§ What is needed:
Using the entries below, show all lines with the string "frame".

§ Records for processing:
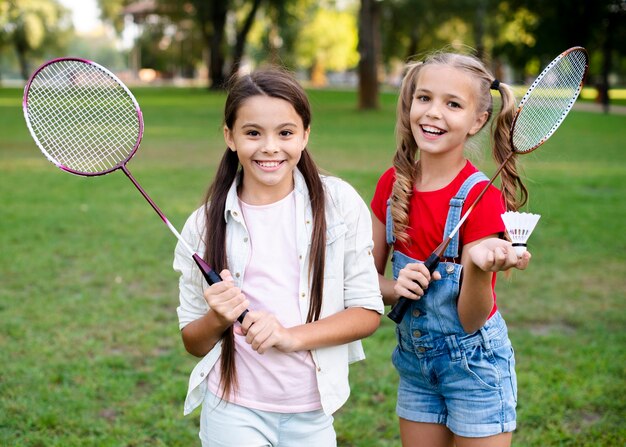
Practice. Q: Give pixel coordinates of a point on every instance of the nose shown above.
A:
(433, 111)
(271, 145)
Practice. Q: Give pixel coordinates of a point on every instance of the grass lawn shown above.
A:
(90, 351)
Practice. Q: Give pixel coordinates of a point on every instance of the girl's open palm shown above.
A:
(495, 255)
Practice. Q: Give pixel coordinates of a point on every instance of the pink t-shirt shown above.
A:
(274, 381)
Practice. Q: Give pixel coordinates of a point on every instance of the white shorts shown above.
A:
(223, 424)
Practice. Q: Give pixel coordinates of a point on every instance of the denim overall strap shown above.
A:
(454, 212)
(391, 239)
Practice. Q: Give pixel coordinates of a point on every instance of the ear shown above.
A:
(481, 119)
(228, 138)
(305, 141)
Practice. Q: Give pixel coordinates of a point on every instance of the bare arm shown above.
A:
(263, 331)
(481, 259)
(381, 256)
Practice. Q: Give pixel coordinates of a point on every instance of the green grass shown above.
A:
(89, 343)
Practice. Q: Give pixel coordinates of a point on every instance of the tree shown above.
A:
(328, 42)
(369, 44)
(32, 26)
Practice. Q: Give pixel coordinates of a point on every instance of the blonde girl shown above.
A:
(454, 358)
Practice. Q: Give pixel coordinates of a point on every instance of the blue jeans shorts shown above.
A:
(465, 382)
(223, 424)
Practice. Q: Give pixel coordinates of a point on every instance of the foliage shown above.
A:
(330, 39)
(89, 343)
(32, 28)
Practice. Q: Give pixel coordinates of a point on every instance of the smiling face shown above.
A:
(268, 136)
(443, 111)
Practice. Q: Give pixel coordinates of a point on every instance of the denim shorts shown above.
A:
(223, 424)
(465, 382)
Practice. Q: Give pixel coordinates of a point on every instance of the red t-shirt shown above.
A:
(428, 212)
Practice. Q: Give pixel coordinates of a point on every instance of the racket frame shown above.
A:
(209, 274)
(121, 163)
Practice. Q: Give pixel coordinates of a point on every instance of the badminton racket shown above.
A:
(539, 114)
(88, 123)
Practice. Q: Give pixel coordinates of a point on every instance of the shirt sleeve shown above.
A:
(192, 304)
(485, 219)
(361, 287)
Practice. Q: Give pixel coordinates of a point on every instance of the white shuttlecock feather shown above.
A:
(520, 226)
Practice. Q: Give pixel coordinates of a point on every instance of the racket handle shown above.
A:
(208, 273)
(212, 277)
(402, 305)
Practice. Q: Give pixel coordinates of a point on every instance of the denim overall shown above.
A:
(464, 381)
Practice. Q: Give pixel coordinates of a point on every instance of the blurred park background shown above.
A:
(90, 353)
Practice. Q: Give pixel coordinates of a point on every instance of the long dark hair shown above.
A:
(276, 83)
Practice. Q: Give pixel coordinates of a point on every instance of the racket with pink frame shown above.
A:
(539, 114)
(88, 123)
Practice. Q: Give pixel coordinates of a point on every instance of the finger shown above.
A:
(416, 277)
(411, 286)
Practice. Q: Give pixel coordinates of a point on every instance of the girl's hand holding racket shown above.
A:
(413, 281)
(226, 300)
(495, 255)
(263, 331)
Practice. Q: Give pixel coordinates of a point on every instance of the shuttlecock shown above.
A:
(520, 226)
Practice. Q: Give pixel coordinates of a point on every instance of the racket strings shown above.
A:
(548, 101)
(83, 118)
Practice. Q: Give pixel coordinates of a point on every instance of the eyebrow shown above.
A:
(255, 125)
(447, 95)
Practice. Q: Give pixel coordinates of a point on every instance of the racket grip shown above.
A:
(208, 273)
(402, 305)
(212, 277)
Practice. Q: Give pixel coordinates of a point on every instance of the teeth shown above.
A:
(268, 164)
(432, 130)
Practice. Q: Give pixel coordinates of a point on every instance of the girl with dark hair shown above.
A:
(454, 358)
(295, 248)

--

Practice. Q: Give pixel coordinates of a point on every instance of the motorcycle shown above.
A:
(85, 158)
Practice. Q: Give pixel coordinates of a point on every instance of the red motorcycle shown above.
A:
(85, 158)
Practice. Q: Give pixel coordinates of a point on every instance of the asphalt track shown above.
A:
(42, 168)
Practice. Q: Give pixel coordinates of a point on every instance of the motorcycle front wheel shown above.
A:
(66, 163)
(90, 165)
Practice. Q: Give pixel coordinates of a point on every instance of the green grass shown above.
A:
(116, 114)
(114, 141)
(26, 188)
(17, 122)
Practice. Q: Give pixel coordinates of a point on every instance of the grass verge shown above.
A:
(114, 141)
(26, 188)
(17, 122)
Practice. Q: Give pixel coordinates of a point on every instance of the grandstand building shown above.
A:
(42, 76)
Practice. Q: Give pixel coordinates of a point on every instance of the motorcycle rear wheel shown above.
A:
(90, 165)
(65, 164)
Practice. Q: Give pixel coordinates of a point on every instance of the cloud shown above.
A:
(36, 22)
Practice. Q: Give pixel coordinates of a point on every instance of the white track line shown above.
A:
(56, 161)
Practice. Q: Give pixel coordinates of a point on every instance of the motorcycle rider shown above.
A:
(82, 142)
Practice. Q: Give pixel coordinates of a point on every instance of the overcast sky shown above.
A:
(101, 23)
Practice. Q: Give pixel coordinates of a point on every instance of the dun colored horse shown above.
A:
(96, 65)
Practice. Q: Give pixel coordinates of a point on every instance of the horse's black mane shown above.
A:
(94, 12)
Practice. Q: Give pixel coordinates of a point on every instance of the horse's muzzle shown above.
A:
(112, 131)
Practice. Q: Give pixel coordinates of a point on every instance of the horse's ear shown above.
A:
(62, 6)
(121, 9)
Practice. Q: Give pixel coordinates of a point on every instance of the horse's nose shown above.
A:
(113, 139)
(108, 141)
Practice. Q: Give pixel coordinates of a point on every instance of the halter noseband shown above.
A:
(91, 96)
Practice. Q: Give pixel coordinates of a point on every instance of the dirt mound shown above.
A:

§ Exercise response:
Practice. Q: Give pixel coordinates of a point on every instance of the racket frame shown above.
Practice. Q: Give pixel coordinates of a point on every instance of the racket with pink frame shown above.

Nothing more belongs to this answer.